Publicado el 15 enero 2010 por Javierm

Lo único que soy capaz de escribir lo he copiado de alguien a quien se le ocurrió antes. Con el escepticismo en el cuerpo, hace mucho que dejé de creer en conferencias de donantes y demás zarandajas que sirven para una foto y si te he visto no me acuerdo. Haití no es el nombre de un banco ni un paraíso fiscal, por lo que ya pueden darse por jodidos en cuanto las cadenas televisivas dejen de enfocar y por aquí comencemos a discutir sobre si es necesario mostrar la pila de muertos en una plaza o cómo una excavadora los apila. Cinco días quedan para que iniciemos ese debate y olvidemos a las víctimas.

Llámenme derrotista si quieren, pero hagan memoria de cuando fue la última vez que oyó hablar de Haití antes del martes. Ha tenido que ser un terremoto el que nos descubriera que, como Teruel, Haití también existe. A Haití le ha rematado un sismo, pero la pobreza le tenía en la antesala del infierno de Dante.

## EJERCICIO A
Copia tal cual, del texto sobre Haití, la parte que arranca en las palabras que contienen "Llámenme derrotista si" y acaba en "infierno de Dante.".

[Filas de señalamiento]

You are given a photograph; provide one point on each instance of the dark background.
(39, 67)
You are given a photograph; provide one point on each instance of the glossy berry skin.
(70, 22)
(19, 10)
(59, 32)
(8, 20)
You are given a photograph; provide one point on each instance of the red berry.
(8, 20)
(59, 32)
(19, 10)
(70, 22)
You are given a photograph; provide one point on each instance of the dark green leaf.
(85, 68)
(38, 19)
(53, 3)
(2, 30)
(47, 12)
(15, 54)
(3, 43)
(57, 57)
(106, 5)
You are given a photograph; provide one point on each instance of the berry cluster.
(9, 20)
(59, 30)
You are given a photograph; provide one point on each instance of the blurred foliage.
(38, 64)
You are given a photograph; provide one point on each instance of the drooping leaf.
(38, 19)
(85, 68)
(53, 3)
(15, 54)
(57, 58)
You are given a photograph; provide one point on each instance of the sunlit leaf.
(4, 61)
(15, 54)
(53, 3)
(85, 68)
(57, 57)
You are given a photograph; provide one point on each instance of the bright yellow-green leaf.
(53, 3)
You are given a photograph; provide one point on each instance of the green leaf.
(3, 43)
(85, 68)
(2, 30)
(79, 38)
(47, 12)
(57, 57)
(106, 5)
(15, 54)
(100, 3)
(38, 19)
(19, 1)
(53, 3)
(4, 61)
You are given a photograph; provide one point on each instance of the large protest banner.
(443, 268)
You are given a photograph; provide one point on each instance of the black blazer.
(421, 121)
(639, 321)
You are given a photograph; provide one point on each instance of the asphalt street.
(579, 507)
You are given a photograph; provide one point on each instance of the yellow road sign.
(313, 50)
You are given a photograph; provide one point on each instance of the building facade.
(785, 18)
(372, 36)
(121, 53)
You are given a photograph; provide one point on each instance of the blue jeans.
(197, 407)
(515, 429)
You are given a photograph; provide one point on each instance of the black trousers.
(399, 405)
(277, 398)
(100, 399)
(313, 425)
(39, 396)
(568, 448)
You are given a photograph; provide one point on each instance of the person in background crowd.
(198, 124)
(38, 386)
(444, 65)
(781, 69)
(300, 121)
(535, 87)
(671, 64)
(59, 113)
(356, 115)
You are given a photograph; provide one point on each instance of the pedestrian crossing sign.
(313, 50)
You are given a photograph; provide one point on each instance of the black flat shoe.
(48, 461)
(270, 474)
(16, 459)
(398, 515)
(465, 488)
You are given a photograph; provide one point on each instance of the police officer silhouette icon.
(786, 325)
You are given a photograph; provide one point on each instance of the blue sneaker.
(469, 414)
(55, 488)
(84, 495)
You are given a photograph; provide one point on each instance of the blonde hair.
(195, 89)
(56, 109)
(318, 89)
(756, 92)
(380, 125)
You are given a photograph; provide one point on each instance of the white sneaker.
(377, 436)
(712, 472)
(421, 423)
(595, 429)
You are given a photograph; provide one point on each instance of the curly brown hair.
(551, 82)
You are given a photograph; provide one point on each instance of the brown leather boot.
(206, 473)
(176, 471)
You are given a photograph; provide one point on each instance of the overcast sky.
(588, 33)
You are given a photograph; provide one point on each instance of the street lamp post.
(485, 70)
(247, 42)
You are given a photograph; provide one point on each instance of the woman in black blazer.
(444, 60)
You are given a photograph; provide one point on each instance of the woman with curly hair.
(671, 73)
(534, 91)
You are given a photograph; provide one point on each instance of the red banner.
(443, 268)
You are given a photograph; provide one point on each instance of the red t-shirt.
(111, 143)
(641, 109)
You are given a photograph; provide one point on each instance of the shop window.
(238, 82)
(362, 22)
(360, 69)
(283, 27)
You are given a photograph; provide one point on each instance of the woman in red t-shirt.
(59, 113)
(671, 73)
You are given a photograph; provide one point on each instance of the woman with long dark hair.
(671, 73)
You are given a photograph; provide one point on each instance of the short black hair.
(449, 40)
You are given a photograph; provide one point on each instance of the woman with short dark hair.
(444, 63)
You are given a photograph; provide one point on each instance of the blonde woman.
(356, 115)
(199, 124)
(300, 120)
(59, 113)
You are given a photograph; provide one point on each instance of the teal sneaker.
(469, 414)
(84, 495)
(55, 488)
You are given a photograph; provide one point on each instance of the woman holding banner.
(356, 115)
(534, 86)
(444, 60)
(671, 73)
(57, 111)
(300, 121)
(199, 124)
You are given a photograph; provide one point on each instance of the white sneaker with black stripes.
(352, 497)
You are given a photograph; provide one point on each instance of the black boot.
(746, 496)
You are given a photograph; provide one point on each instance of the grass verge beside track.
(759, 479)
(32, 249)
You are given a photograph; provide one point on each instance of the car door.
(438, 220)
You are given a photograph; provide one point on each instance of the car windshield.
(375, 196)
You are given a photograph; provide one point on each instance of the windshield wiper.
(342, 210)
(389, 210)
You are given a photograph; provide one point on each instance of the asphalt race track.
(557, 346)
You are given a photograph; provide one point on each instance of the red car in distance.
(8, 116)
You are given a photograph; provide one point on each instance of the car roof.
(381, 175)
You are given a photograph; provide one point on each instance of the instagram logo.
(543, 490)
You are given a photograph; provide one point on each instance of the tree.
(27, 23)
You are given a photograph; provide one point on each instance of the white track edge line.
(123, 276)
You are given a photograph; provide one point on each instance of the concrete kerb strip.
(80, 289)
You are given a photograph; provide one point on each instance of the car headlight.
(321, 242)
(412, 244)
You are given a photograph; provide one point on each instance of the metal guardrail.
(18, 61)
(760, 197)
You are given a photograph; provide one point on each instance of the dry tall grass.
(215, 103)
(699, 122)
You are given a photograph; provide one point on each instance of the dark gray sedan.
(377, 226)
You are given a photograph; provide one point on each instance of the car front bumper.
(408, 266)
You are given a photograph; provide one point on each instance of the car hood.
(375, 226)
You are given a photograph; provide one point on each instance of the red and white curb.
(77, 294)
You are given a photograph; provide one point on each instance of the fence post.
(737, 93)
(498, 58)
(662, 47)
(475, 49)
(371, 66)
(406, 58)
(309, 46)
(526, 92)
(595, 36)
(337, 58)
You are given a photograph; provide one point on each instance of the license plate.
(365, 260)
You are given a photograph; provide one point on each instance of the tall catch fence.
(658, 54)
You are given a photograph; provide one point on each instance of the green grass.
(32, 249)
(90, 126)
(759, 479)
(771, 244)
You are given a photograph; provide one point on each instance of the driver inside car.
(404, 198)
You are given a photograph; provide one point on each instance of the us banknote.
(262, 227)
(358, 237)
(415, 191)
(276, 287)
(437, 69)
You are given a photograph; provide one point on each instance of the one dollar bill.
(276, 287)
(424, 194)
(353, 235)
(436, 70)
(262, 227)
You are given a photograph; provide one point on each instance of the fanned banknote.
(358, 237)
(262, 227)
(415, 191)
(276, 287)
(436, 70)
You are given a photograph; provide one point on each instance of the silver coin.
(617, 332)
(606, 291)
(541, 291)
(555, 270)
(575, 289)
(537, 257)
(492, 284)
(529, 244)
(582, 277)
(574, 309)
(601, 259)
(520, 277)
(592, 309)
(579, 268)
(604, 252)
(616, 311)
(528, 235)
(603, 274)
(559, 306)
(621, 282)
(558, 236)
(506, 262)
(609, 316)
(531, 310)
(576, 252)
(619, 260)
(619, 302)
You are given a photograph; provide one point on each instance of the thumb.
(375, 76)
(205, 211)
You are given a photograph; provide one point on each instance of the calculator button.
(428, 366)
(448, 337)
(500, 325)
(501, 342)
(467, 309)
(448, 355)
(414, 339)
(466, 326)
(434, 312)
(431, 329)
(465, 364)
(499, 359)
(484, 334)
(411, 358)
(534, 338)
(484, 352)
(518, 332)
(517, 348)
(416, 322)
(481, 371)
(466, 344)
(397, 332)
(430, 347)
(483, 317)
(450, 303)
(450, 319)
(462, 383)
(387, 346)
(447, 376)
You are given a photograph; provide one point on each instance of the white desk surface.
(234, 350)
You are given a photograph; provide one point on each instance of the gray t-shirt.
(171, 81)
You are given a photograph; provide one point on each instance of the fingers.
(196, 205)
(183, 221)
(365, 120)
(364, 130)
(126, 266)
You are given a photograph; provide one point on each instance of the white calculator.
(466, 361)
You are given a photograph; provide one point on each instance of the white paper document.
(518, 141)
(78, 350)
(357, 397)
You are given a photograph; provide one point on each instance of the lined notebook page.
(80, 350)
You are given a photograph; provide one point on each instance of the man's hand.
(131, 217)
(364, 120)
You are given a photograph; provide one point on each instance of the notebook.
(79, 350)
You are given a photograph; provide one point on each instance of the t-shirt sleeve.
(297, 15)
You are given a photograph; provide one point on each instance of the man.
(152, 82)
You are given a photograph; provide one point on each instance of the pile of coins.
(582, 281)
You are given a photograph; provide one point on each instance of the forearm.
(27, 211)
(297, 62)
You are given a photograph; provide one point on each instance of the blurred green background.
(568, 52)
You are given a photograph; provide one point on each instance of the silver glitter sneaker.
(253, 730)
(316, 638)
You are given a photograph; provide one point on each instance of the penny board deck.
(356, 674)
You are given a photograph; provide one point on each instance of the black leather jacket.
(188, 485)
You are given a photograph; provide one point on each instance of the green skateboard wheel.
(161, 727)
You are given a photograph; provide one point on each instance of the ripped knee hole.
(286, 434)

## EJERCICIO B
Localiza en las filas cada línea que contenga la palabra "brown" y cópiala. Se distingue entre mayúsculas y minúsculas.

## RESPUESTA COMPLETA A
Llámenme derrotista si quieren, pero hagan memoria de cuando fue la última vez que oyó hablar de Haití antes del martes. Ha tenido que ser un terremoto el que nos descubriera que, como Teruel, Haití también existe. A Haití le ha rematado un sismo, pero la pobreza le tenía en la antesala del infierno de Dante.

## RESPUESTA COMPLETA B
You are given a photograph; provide one point on each instance of the curly brown hair.
You are given a photograph; provide one point on each instance of the brown leather boot.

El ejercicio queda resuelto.